During the first generation of trainees, weekday training could last eight hours or more per day. The trainees also continued their formal education through online schooling while participating in the programme.

The academy combined Filipino performance instruction with elements of South Korea's idol-training system. The trainees worked with Filipino and South Korean coaches as part of their vocal, dance and performance training. Forbes later described the programme as having been conceived as a structured training camp influenced by the Korean pop-development model.

The academy's use of Filipino and Korean training systems has also been discussed in academic research on contemporary P-pop.

The programme included both group rehearsals and specialised training intended to prepare the trainees for work as professional recording and performing artists. Billboard Philippines described the trainees as having been trained under an "idol system", with the top-performing trainees subsequently selected for the groups that became Bini and BGYO.

Both groups underwent extended periods of training before their respective debuts. BGYO trained for approximately two years, while Bini similarly spent about two years undergoing intensive training before entering its pre-debut period.

==Management and training staff==
Star Hunt Academy was developed under the broader Star Hunt talent-development programme. The academy employed Filipino and international coaches for its artist-development programme. During Bini's original training period, Kitchy Molina and Anna Graham served as vocal coaches, while choreographer Mickey Perz provided dance training. The trainees also received additional instruction from coaches associated with South Korea's MU Doctor Academy.

BGYO similarly received vocal training from Molina and dance training from Perz during its pre-debut period. The Philippine Star reported that the members underwent voice lessons with Molina, dance training with Perz and additional instruction from South Korean coaches during their development as performers.

==First trainee cohort and group formation==
The academy's first major artist-development project involved separate groups of male and female trainees who underwent an extended selection and training process before being launched as professional P-pop groups. In a 2022 overview of emerging Philippine pop acts, Rappler identified Star Hunt Academy as the programme that launched both BGYO and Bini in 2021.

——————————

WHAT THIS EXERCISE ASKS.
(1) In the Star Hunt Academy text, who gave dance training to the trainees during Bini's original training period?
(2) Carry on the Star Hunt Academy text from its last sentence.
You won't need the entries after this text.

[Point-per-instance localization entries]
——————————

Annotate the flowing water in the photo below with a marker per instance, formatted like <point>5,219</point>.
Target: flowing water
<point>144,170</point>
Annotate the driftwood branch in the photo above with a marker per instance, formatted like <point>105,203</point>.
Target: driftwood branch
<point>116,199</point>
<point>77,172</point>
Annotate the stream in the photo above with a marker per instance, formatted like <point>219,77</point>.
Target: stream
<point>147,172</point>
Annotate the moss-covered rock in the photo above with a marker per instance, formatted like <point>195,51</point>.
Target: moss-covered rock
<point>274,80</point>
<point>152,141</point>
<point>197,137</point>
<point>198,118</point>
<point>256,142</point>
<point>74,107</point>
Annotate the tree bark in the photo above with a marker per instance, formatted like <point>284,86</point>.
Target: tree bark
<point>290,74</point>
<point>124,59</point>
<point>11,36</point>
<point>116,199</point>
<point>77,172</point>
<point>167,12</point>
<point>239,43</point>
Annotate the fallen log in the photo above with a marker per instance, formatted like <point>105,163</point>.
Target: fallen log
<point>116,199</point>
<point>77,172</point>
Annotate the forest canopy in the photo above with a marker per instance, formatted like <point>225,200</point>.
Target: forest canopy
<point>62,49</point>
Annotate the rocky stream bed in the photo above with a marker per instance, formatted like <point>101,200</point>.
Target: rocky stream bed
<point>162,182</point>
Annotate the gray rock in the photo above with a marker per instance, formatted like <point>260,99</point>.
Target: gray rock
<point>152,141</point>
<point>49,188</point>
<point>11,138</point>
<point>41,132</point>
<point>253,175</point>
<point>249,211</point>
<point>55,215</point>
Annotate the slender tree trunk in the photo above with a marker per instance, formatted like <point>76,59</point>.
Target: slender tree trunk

——————————

YOUR WRITTEN ANSWERS.
(1) Choreographer Mickey Perz.

(2)
The academy's role in launching BGYO and Bini has also been noted in academic literature on the development of contemporary P-pop.

===BGYO===
The male trainees were initially known publicly as the Star Hunt Academy Boys or SHA Boys.

The members spent approximately two years in training before being launched as BGYO. The group made its official debut in January 2021 with "The Light".

===Bini===
Eight female trainees were selected from the academy's original pool to form Bini.

Bini's formation through Star Hunt Academy has also been documented in academic research on the group's music and representation.

Before their official debut, the group released a remake of Ryan Cayabyab's "Da Coconut Nut" as a pre-debut single in 2020. Bini formally debuted in June 2021 following several years of auditions, training and preparation.

==In media==
Footage documenting Star Hunt Academy's auditions, boot camps and trainee activities was released online during the development of its first generation of performers.

The academy and its trainees later became central to the nine-episode reality documentary series One Dream: The Bini and BGYO Journey in 2021. The documentary follows the trainees from the academy's audition and boot-camp stages through their training, evaluations, respective group debuts and preparations for One Dream: The Bini and BGYO Concert.

The academy's early selection and training process was later revisited in media coverage concerning Bini's development. A 2024 PEP.ph report on the documentary BINI Chapter 1: Born to Win, for example, discussed the original Star Hunt Academy auditions, the selection of the group's members and workshops conducted during the trainee period.